Requirements >> Convert the records, from the line containing "Pick out every instance of the blonde" through the end of the records, inclusive, into a Markdown table with the columns Row and Record line, one numbered row per line and no rows for blank lines. Leave the pictures out of the table.

+ + +

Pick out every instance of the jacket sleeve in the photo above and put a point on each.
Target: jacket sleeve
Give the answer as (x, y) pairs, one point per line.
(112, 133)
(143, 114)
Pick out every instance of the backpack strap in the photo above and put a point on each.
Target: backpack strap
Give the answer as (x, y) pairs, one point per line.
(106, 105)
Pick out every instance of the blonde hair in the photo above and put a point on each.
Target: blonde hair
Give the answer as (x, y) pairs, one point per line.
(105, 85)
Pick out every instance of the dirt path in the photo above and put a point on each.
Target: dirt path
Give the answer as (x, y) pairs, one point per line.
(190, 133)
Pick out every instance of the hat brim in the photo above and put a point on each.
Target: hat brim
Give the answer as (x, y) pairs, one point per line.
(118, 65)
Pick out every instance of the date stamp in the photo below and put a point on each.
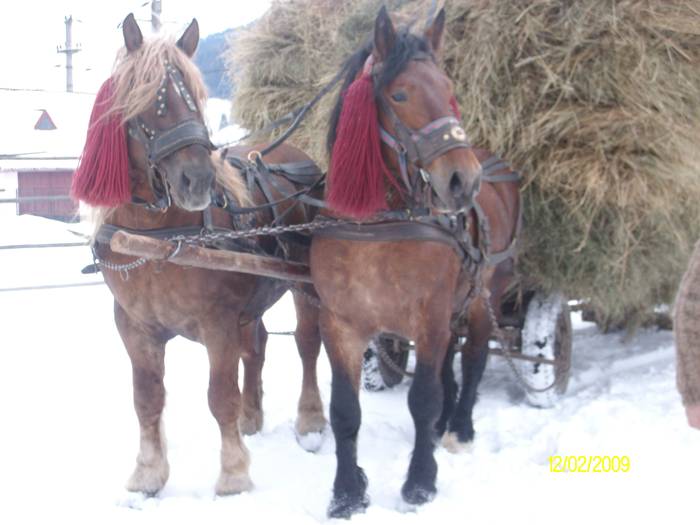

+ + +

Output below >>
| Row | Record line |
|---|---|
| 1 | Pick out every instance of the blonde hair in the photo above and put a point on each. |
| 2 | Target: blonde hair |
| 3 | Give the answer as (x, y) pairs, one point per line. |
| 4 | (105, 85) |
| 5 | Pick out every instance of the dirt path in the photo above and put a point on each. |
| 6 | Target: dirt path |
| 7 | Give the answer as (x, y) pairs, one point per line. |
| 8 | (190, 133) |
| 9 | Pick out every instance of the hat brim in the photo above and put a point on each. |
| 10 | Target: hat brim |
| 11 | Give the answer as (x, y) pairs, one point per line. |
| 12 | (118, 65) |
| 13 | Pick out every instance of the date stamp in the photo below and put a point on each. |